Items:
===============
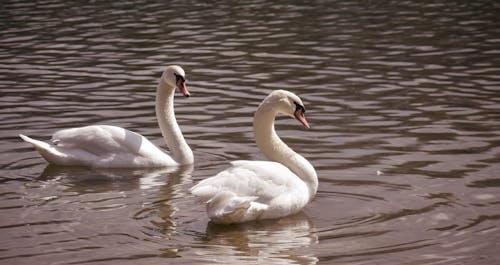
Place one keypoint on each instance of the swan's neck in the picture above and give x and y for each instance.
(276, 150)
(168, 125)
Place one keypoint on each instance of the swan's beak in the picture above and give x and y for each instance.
===============
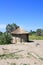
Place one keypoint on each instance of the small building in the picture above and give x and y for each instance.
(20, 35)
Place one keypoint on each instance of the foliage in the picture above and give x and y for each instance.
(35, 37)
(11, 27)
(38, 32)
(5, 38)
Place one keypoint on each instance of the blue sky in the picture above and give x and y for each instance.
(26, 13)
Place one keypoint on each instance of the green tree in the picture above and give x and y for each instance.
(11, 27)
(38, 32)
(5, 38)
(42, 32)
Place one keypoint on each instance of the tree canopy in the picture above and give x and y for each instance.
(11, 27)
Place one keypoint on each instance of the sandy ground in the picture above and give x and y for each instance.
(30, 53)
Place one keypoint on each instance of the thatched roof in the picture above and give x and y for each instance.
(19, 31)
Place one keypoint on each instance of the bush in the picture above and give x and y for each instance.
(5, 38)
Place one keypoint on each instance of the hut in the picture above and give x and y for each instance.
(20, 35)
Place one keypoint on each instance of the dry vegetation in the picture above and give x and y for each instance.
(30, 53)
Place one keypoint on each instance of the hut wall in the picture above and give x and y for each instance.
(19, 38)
===============
Written problem: Keep only the lines of the entries above that contain the string "tree", and copy each one out. Matching is case-sensitive.

Solved problem:
Place one keypoint on each instance of the green tree in the picture above and give x and y for each instance.
Place one keypoint on each instance of the tree canopy in the picture above and give x and y for each instance.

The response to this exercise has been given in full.